Task prompt: Write out, word for word, the stretch of the piece on caste in the digital age from "However, the rise" through "easier to scale.".

Caste also appears in data systems. Government welfare programmes increasingly depend on digital verification — Aadhaar, biometric checks, online applications. These systems work smoothly for people with documentation, bank accounts and stable connectivity. But marginalised communities often lack one or more of these elements. A single fingerprint mismatch can deny rations. A broken smartphone can block access to pensions. When the state moves services online without addressing social inequalities, technology becomes another gatekeeper.
Marriage apps are another space where caste thrives in digital clothing. Many platforms openly allow caste-based filters, enabling users to select partners according to community hierarchies. Even apps that market themselves as “modern” or “progressive” quietly support caste preferences through language, region or surname-based suggestions. For many young Indians, digital matchmaking has not challenged caste; it has simply made it easier to enforce it.
At the same time, the digital age has given rise to powerful anti-caste activism. Dalit creators on YouTube, Instagram and X have built audiences that would have been impossible in traditional media. They share stories of discrimination, challenge dominant narratives and create archives of lived experience. Independent digital outlets run by marginalised journalists cover issues mainstream media often ignores. These spaces have become essential in resisting caste violence, documenting everyday inequalities and building new political language.
The digital world has also expanded access to literature and history. Online archives of Dalit writing, Ambedkarite thought and anti-caste movements have made it easier for young people to engage with ideas that were previously limited to academic spaces. This has encouraged cross-regional solidarity, with activists from different parts of South Asia finding shared ground through online networks.
However, the rise of anti-caste voices has also intensified backlash. Activists face trolling, doxxing and targeted disinformation campaigns. Platforms rarely invest in meaningful moderation for caste-based hate, even though it affects millions. Without regulatory pressure, online spaces will continue to privilege dominant-caste voices while punishing those who challenge the status quo.
One of the biggest concerns is the future of AI and automated governance. As technology becomes embedded in policing, hiring, credit access and welfare systems, caste bias risks becoming coded into the digital infrastructure itself. Algorithms trained on historical data inevitably reproduce historical injustice. Without conscious intervention — diverse data sets, ethical oversight, transparent systems — digital tools will make caste discrimination harder to see but easier to scale.
At the same time, digital platforms offer an opportunity to reimagine social structures. When used responsibly, technology can amplify marginalised voices, expand economic opportunities and create new forms of community. The challenge is ensuring that these benefits are not limited to a privileged few. Breaking caste in the digital age requires more than access to devices. It requires intentional policy, ethical technology design, community participation and accountability from both state and private platforms.
Caste has survived for centuries because it adapts. It changes its appearance but not its logic. The digital world is only its newest form. But people adapt too. Marginalised communities continue to resist, organise and reshape the online world, just as they have reshaped physical spaces. The task ahead is not to assume that technology will erase caste, but to build systems that recognise and challenge it.
In the end, the question is simple: will the digital future repeat the past, or can it be used to rewrite it? The answer depends on whether society chooses convenience or justice, silence or truth, efficiency or equality. The digital age presents a chance to confront centuries-old hierarchies. Whether that chance is taken remains one of the most important questions of our time.

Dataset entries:
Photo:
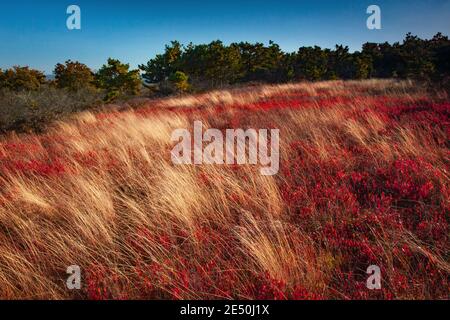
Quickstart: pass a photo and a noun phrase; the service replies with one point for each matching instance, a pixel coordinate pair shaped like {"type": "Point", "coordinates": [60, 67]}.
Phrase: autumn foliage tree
{"type": "Point", "coordinates": [22, 79]}
{"type": "Point", "coordinates": [118, 80]}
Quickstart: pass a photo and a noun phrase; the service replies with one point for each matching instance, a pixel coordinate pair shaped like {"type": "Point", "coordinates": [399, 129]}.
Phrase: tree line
{"type": "Point", "coordinates": [181, 68]}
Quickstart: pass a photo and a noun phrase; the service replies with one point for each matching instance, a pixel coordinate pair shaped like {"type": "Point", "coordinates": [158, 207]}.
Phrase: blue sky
{"type": "Point", "coordinates": [34, 33]}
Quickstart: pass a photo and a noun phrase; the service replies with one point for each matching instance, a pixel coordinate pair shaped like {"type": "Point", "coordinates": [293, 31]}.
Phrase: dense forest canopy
{"type": "Point", "coordinates": [204, 66]}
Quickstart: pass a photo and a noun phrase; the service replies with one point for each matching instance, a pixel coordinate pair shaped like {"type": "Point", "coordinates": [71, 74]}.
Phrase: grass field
{"type": "Point", "coordinates": [364, 180]}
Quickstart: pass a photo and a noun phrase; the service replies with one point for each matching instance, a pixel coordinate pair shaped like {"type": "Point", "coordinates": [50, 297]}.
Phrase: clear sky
{"type": "Point", "coordinates": [34, 33]}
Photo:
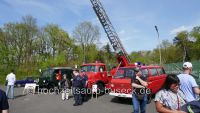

Exercise solution:
However, the rise of anti-caste voices has also intensified backlash. Activists face trolling, doxxing and targeted disinformation campaigns. Platforms rarely invest in meaningful moderation for caste-based hate, even though it affects millions. Without regulatory pressure, online spaces will continue to privilege dominant-caste voices while punishing those who challenge the status quo.
One of the biggest concerns is the future of AI and automated governance. As technology becomes embedded in policing, hiring, credit access and welfare systems, caste bias risks becoming coded into the digital infrastructure itself. Algorithms trained on historical data inevitably reproduce historical injustice. Without conscious intervention — diverse data sets, ethical oversight, transparent systems — digital tools will make caste discrimination harder to see but easier to scale.